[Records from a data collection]
· · · ·

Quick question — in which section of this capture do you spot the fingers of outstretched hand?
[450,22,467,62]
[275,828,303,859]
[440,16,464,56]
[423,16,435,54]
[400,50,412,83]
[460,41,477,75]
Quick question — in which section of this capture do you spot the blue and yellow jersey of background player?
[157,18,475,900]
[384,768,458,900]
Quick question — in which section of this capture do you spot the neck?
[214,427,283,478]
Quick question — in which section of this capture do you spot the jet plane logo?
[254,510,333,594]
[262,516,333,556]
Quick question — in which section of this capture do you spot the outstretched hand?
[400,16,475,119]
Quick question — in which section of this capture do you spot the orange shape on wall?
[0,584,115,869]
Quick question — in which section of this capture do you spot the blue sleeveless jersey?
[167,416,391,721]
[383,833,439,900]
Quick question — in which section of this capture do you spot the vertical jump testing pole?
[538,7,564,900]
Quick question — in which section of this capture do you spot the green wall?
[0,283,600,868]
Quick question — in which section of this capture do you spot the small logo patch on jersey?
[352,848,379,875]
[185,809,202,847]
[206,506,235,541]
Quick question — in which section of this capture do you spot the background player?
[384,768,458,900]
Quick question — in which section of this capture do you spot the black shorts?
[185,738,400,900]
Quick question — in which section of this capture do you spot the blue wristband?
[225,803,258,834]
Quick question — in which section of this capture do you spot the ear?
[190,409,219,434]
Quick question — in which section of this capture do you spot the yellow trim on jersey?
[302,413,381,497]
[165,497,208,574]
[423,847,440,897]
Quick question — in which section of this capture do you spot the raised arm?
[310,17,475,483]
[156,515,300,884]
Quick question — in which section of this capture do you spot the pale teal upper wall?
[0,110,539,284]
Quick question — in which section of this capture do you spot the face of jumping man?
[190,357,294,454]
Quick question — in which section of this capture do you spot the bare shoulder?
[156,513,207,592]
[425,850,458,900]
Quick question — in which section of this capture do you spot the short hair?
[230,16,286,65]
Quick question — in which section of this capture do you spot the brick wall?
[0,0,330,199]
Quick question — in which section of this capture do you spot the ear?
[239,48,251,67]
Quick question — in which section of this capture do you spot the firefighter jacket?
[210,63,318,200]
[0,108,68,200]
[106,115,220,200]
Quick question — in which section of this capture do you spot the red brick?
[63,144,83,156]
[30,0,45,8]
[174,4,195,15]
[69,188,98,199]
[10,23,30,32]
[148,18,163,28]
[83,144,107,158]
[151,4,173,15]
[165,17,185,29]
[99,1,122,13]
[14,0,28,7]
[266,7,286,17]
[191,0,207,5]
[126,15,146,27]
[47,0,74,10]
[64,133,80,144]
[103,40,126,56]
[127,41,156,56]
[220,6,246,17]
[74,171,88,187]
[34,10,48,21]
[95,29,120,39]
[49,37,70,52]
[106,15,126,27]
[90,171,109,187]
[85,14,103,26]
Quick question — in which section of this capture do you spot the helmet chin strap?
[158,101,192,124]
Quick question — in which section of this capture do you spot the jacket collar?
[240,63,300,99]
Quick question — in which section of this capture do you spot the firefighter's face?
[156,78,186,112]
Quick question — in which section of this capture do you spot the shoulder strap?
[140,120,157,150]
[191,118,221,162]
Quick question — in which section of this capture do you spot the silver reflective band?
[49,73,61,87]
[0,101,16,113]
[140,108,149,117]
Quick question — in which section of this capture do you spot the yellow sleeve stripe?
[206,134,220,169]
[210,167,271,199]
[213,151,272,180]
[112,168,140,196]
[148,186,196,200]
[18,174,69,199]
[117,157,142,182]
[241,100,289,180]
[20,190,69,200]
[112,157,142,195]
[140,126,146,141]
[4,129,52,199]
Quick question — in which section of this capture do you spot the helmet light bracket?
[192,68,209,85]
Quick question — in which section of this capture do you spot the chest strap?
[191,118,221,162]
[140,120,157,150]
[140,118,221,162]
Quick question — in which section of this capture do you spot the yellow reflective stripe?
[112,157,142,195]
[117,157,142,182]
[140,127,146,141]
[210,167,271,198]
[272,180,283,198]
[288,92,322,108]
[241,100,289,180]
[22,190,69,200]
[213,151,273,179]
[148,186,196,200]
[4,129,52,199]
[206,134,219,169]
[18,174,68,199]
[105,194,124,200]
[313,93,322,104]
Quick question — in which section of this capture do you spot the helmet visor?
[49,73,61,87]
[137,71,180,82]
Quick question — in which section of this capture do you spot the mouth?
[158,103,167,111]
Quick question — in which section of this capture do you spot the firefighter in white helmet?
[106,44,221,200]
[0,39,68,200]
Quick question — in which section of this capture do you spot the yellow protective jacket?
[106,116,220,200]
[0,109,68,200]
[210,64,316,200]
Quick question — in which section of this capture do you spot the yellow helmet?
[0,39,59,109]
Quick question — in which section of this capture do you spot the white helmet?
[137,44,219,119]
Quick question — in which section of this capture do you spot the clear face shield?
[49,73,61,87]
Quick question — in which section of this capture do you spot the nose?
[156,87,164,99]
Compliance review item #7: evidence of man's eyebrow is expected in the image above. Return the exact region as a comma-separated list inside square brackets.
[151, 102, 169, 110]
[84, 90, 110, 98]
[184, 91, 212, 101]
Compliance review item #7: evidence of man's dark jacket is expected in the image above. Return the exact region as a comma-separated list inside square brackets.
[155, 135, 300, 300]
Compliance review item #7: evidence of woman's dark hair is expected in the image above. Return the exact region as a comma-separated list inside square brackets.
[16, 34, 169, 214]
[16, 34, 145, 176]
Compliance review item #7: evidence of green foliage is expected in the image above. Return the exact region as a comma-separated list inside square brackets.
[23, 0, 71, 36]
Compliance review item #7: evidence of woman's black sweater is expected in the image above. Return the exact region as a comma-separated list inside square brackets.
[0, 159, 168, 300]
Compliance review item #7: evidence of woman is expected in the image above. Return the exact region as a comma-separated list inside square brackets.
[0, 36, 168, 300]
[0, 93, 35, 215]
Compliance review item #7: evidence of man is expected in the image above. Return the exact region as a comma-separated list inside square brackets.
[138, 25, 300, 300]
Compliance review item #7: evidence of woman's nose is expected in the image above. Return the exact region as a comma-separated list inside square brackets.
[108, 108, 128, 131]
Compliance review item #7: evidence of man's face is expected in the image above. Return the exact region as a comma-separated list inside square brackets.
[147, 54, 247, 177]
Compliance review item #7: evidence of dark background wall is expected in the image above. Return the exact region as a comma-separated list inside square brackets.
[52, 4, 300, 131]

· · · ·

Required work ▸ Lay out all the records above as a numbered list, leaving out any blank lines.

Correct output ▸
1. Quick question — in which section of this capture do you spot the fingers of outstretched hand?
2. [450,22,467,62]
3. [275,828,303,859]
4. [440,16,464,56]
5. [423,16,435,54]
6. [400,50,412,83]
7. [460,41,477,75]
8. Quick question — in which section of this capture do you spot the blue and yellow jersey of background player?
9. [157,18,475,900]
10. [384,768,458,900]
11. Quick question — in which section of this capture do you spot the neck?
12. [214,427,283,478]
13. Quick question — in which section of this capture do you spot the jet plane logo?
14. [254,510,333,594]
15. [262,516,333,556]
16. Quick question — in which section of this capture do you spot the outstretched hand?
17. [400,16,475,119]
18. Quick question — in which section of this capture do you spot the orange shape on wall?
19. [0,584,115,869]
20. Quick question — in which section of this capture do you spot the blue sleeveless jersey?
21. [167,416,391,721]
22. [383,833,439,900]
23. Quick question — in which section of this capture do you spot the vertical jump testing pole?
24. [538,7,564,900]
25. Quick question — in which section of this capture do you spot the green wall?
26. [0,283,600,868]
27. Quick question — in which section of this capture do you spot the small logo patch on jersey?
28. [352,848,379,875]
29. [185,809,202,847]
30. [206,506,235,541]
31. Quick question — in which section of this capture do you spot the background player?
32. [384,768,458,900]
33. Quick question — in which section of this capture do you spot the black shorts?
34. [185,738,400,900]
35. Quick question — in which section of this capture do you spot the blue wristband?
36. [225,803,258,834]
37. Quick question — in which section of this capture do you spot the ear?
38. [190,409,219,434]
39. Quick question — in which section of this capture do you spot the yellow trim on jersey?
40. [302,413,381,497]
41. [165,497,208,574]
42. [423,847,440,897]
43. Quick question — in which section of this capture do you spot the raised arm?
44. [310,17,475,483]
45. [156,515,300,884]
46. Quick question — in which section of this capture do you spot the pale teal upper wall?
47. [0,110,539,284]
48. Quick question — in which section of this capture do you spot the face of jumping man?
49. [190,357,294,454]
50. Quick question — in which section of this capture do you spot the bare shoulder?
51. [156,513,207,592]
52. [425,850,458,900]
53. Quick question — in which section of this capture do you spot the short hair?
54. [230,16,286,65]
55. Quick question — in which section of this capture do you spot the brick wall?
56. [0,0,330,199]
57. Quick question — in which section of this capture do you spot the ear?
58. [239,48,251,67]
59. Quick question — in which section of this capture do you spot the firefighter jacket?
60. [210,63,318,200]
61. [0,108,68,200]
62. [106,115,220,200]
63. Quick question — in which section of this capture do you spot the red brick?
64. [63,144,83,156]
65. [30,0,45,8]
66. [174,4,195,15]
67. [69,188,98,199]
68. [10,23,30,32]
69. [148,18,163,28]
70. [83,144,107,158]
71. [151,4,173,15]
72. [165,17,185,29]
73. [99,1,122,13]
74. [14,0,28,7]
75. [266,7,286,17]
76. [191,0,207,5]
77. [126,15,146,27]
78. [47,0,74,10]
79. [64,133,80,144]
80. [103,40,126,56]
81. [127,41,156,56]
82. [220,6,246,17]
83. [74,171,88,187]
84. [34,10,48,21]
85. [95,29,120,39]
86. [49,37,70,52]
87. [106,15,126,27]
88. [90,171,109,187]
89. [85,14,103,26]
90. Quick question — in which section of this capture do you spot the helmet chin strap?
91. [158,101,192,124]
92. Quick question — in which section of this capture do you spot the jacket collar?
93. [240,63,300,99]
94. Quick question — in which section of this capture do you spot the firefighter's face?
95. [156,78,186,112]
96. Quick question — in which section of this capture do you spot the shoulder strap?
97. [140,120,157,150]
98. [191,118,221,162]
99. Quick question — in which section of this capture do you spot the silver reflective band?
100. [49,73,61,87]
101. [0,101,16,113]
102. [140,108,149,117]
103. Quick question — in which section of this capture do you spot the yellow sleeve stripe?
104. [206,134,220,169]
105. [210,167,271,199]
106. [213,151,272,180]
107. [112,168,140,196]
108. [148,186,196,200]
109. [18,174,69,199]
110. [117,157,142,182]
111. [241,100,289,180]
112. [20,190,69,200]
113. [112,157,142,195]
114. [140,126,146,141]
115. [4,129,52,199]
116. Quick question — in which section of this capture do you spot the helmet light bracket?
117. [192,68,209,85]
118. Quick question — in which section of this capture do you spot the chest strap?
119. [191,118,221,162]
120. [140,120,157,150]
121. [140,118,221,162]
122. Quick question — in which section of this capture do you spot the yellow reflective stripe?
123. [112,157,142,195]
124. [117,157,142,182]
125. [140,127,146,141]
126. [210,167,271,198]
127. [272,180,283,198]
128. [288,92,322,108]
129. [241,100,289,180]
130. [22,190,69,200]
131. [213,151,273,179]
132. [148,186,196,200]
133. [4,129,52,199]
134. [206,134,219,169]
135. [18,174,68,199]
136. [105,194,124,200]
137. [313,93,322,104]
138. Quick question — in which section of this capture do you spot the helmet visor?
139. [49,73,61,87]
140. [137,71,180,82]
141. Quick question — in which section of this capture do you spot the mouth?
142. [158,103,167,111]
143. Quick question — in which section of this capture do you spot the firefighter in white helmet?
144. [106,44,221,200]
145. [0,39,68,200]
146. Quick question — in which section of this capture do you spot the yellow protective jacket?
147. [106,116,220,200]
148. [0,109,68,200]
149. [210,64,316,200]
150. Quick question — in which section of this capture do you spot the yellow helmet?
151. [0,39,59,109]
152. Quick question — in which section of this capture do you spot the white helmet?
153. [137,44,219,119]
154. Quick question — in which section of this capture do you spot the clear face shield?
155. [49,73,61,87]
156. Quick question — in which section of this capture do you spot the nose?
157. [156,87,164,99]
158. Compliance review item #7: evidence of man's eyebrow is expected in the image above. Return the exact region as a comma-separated list inside square brackets.
159. [151, 102, 169, 110]
160. [84, 90, 110, 98]
161. [184, 91, 212, 101]
162. Compliance review item #7: evidence of man's dark jacket is expected in the image above. Return the exact region as a comma-separated list inside square brackets.
163. [155, 135, 300, 300]
164. Compliance review item #7: evidence of woman's dark hair is expected in the image above. Return the exact region as a comma-separated list inside square brackets.
165. [16, 34, 169, 214]
166. [16, 34, 145, 176]
167. Compliance review item #7: evidence of green foliage is expected in the image above. Return the exact region as a comma-separated list inside square brackets.
168. [23, 0, 71, 36]
169. Compliance review item #7: evidence of woman's black sweater is expected in the image above. Return the exact region as a comma-separated list inside square brackets.
170. [0, 159, 168, 300]
171. Compliance review item #7: evidence of woman is expected in the image above. Return the exact region as a comma-separated list inside square brackets.
172. [0, 36, 168, 300]
173. [0, 93, 35, 215]
174. Compliance review item #7: evidence of man is expected in the image above. Return the exact region as a comma-separated list inside square brackets.
175. [138, 25, 300, 300]
176. Compliance review item #7: evidence of woman's nose is expected in the image above. Return the exact region as a comma-separated list inside square brackets.
177. [108, 108, 128, 131]
178. Compliance review item #7: evidence of man's face is expected in the image above. Return the exact region as a comma-separated list inside square brackets.
179. [147, 54, 247, 177]
180. Compliance review item #7: evidence of dark background wall is expected in the image above. Return the exact region as a comma-separated list inside square brackets.
181. [52, 4, 300, 131]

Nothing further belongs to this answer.